TASK PROMPT
Each entry must be returned exactly. None may be omitted.

INPUT DATA
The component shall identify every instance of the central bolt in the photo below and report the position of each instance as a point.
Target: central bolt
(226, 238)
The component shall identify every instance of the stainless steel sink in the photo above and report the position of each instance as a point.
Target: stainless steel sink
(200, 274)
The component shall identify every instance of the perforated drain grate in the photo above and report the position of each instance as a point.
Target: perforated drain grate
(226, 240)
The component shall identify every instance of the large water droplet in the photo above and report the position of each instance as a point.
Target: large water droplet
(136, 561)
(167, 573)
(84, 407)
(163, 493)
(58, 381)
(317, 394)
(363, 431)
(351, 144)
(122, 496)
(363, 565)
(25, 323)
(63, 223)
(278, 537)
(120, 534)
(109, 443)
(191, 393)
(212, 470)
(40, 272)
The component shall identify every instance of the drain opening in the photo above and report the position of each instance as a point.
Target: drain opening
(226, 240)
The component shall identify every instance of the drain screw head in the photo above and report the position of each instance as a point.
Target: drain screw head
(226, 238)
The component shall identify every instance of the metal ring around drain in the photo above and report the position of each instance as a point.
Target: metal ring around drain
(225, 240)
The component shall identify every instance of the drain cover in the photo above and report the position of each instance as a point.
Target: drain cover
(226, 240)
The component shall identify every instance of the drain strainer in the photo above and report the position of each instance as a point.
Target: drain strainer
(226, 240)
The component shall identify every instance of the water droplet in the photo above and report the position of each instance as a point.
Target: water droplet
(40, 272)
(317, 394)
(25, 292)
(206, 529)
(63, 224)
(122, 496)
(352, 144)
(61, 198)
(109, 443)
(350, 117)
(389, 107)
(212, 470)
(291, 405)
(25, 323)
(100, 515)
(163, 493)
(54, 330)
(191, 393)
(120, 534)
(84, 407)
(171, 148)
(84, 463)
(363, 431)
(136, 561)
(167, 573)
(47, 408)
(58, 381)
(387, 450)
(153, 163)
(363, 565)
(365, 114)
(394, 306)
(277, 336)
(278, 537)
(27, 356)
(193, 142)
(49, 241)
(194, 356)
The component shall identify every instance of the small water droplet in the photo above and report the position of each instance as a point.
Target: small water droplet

ANSWER TO THIS TASK
The component shall identify every instance of the central bolt in the photo below and report the position of each instance as a point.
Target: central bolt
(226, 238)
The component shall identify every instance of the stainless steel sink in the photo above and report the position of each instance as a point.
Target: stainless steel sink
(200, 274)
The component shall identify every instance of the perforated drain grate in the photo above and report the position of each instance as a point.
Target: perforated drain grate
(226, 240)
The component shall identify every instance of the large water droplet in the photo above and report the position of each instance as a point.
Target: large water droplet
(136, 561)
(167, 573)
(84, 407)
(163, 493)
(58, 381)
(317, 394)
(363, 431)
(351, 144)
(122, 496)
(363, 565)
(25, 323)
(63, 223)
(278, 537)
(120, 534)
(109, 443)
(191, 393)
(212, 470)
(40, 272)
The component shall identify every instance of the drain opening in the photo above and report the position of each instance as a point.
Target: drain opening
(226, 240)
The component shall identify every instance of the drain screw head in the photo above and report the position of each instance as a point.
Target: drain screw head
(226, 238)
The component shall identify every instance of the metal ring around drain in the photo above and report the position of each instance as a point.
Target: metal ring around drain
(225, 240)
The component shall identify every instance of the drain cover in the photo above and report the position of each instance as a point.
Target: drain cover
(226, 240)
The component shall identify every instance of the drain strainer in the photo above and report the position of each instance as a point.
Target: drain strainer
(226, 240)
The component shall identify every instance of the water droplet in the photo above and report the position of each instance as a point.
Target: water droplet
(40, 272)
(317, 394)
(25, 292)
(206, 529)
(63, 224)
(122, 496)
(352, 144)
(61, 198)
(109, 443)
(350, 117)
(389, 107)
(212, 470)
(291, 405)
(25, 323)
(100, 515)
(163, 493)
(54, 330)
(191, 393)
(120, 534)
(84, 407)
(171, 148)
(84, 463)
(363, 431)
(136, 561)
(167, 573)
(47, 408)
(58, 381)
(387, 450)
(153, 163)
(363, 565)
(365, 114)
(394, 306)
(277, 336)
(278, 537)
(27, 356)
(193, 142)
(49, 241)
(194, 356)
The component shall identify every instance of the small water droplet in the photo above and report the position of each instance as a point.
Target: small water droplet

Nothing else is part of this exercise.